#### Directions for this task:
Would you copy out the whole listing exactly as given?
****************
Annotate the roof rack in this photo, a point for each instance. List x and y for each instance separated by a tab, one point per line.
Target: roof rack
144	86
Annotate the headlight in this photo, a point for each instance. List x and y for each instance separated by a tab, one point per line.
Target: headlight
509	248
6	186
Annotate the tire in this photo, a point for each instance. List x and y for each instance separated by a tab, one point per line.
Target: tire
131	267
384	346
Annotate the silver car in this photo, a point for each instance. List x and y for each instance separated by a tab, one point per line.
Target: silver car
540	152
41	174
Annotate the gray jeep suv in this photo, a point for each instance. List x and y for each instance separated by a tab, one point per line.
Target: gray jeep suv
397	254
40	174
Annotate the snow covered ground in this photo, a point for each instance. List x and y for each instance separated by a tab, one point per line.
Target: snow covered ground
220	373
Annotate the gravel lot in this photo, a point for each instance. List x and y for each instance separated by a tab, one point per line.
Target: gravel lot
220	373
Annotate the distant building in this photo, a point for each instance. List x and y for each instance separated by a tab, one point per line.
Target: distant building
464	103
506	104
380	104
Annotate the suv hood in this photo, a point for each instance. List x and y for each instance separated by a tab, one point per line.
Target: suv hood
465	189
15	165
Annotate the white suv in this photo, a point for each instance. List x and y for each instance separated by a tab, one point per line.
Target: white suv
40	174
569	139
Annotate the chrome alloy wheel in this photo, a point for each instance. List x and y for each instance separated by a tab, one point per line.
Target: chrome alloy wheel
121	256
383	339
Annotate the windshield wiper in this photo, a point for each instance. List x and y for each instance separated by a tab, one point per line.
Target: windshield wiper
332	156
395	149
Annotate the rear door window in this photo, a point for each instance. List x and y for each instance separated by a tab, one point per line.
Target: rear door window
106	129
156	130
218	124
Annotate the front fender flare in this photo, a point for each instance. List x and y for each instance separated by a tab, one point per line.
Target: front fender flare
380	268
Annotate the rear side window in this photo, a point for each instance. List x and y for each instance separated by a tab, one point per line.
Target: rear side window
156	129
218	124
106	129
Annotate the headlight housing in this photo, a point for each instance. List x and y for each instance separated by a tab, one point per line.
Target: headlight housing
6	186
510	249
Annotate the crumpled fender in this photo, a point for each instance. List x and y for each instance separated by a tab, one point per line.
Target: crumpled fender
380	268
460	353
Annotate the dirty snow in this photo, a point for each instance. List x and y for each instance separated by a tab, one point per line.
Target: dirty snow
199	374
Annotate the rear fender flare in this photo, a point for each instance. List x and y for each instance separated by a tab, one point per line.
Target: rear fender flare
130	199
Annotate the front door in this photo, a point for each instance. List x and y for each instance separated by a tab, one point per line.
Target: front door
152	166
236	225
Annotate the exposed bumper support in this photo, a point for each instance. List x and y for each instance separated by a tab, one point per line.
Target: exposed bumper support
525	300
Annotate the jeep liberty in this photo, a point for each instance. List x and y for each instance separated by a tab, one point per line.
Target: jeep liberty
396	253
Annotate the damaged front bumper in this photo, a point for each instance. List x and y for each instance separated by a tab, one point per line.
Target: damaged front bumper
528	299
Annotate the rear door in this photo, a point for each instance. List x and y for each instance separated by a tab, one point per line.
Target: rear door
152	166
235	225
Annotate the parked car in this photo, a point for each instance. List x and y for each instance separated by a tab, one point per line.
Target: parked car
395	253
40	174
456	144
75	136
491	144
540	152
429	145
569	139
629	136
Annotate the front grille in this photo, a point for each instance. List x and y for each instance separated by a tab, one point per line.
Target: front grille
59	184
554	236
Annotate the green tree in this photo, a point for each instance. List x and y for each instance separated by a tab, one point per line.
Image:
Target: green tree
****************
#### Solved problem:
Annotate the roof rack in this photo, a point for each instance. List x and y for each instance separated by a tab, one point per line.
Target: roof rack
144	86
Annotate the headlight in this photo, a point for each instance. List x and y for each instance separated by a tab, one point per line.
Target: headlight
509	248
6	186
Annotate the tire in this photo, a point for each instance. List x and y for each instance separated by a tab, one point per line.
Target: tire
131	267
384	346
Annotate the silver car in this photo, a point for each instance. List x and y for each instance separated by a tab, one point per line.
Target: silver car
540	152
41	174
Annotate the gray jeep suv in this photo, a point for each instance. List x and y for each instance separated by a tab, one point per line.
Target: gray jeep suv
397	254
40	174
Annotate the snow covered ground in this photo, a point for each instance. List x and y for each instance separated by a tab, one point per line.
Target: snow covered ground
220	373
Annotate the gravel lot in this photo, a point for each instance. List x and y for each instance separated by a tab, one point per line.
Target: gravel lot
220	373
Annotate the distant building in this photo, a point for each instance. List x and y for each instance separated by a tab, one point per line.
Target: distant building
464	103
506	104
380	104
Annotate the suv hood in this photo, a point for each instance. List x and y for each instance separated by a tab, one point per line.
Target: suv hood
465	189
15	165
Annotate the white suv in this photo, a point for each instance. List x and y for each instance separated by a tab, one point per line.
Target: white suv
40	174
569	139
Annotate the chrome alloy wheel in this photo, a point for each instance. List x and y for each instance separated by a tab, one point per line.
Target: chrome alloy wheel
121	256
383	339
Annotate the windshield wiper in this photo, a point for each instance. List x and y for each instance separated by a tab, one point per line.
Target: windshield wiper
332	156
395	149
Annotate the rear door window in this photo, a point for each instance. List x and y for each instance separated by a tab, one point per line.
Target: rear door window
106	129
156	130
218	124
Annotate the front fender flare in this photo, a point for each instance. List x and y for each instance separated by a tab, one point per line.
Target: front fender flare
380	268
Annotate the rear side window in this photo, a point for each instance. List x and y for each instance separated by a tab, one point per line.
Target: rear side window
156	129
218	124
106	129
Annotate the headlight housing in this photo, a point for each instance. List x and y for each instance separated by a tab, one point per line.
Target: headlight housing
6	186
510	249
Annotate the crumpled fender in this photo, a point for each instance. List x and y for each instance separated by a tab, one point per line.
Target: crumpled fender
380	268
460	353
Annotate the dirty snow in this photo, a point for each instance. List x and y for each instance separated by a tab, one point per line.
Target: dirty snow
199	374
Annotate the rear fender flare in this photo, a point for each instance. List x and y for each instance separated by a tab, one point per line.
Target: rear fender flare
130	199
Annotate the front door in this photo, a point for each instance. List x and y for each instance separated by a tab, one point per line.
Target: front door
152	166
236	225
Annotate the exposed bumper support in this photo, a point for each instance. List x and y for each instance separated by a tab, one point per line.
Target: exposed bumper support
525	300
Annotate the jeep liberty in this photo, a point for each instance. List x and y for each instance separated by a tab, one point per line.
Target: jeep liberty
396	253
Annotate the damaged front bumper in this photo, a point for each instance. List x and y for each instance separated by a tab, one point per line.
Target: damaged front bumper
528	299
Annotate the rear door in this photo, a point for each instance. List x and y for each instance separated by a tab, one point per line.
Target: rear door
152	166
235	225
Annotate the parked car in this photo, a point for each instance. List x and y for each instance separated by a tab, one point per line.
Target: parked car
395	253
40	174
456	144
75	136
491	144
540	152
429	145
569	139
629	136
Annotate the front grille in this photo, a point for each instance. List x and y for each instance separated by a tab, one point per line.
Target: front grille
59	184
554	236
Annotate the green tree in this photo, a point for each instance. List x and y for each instance separated by a tab, one point per line.
Image:
Target: green tree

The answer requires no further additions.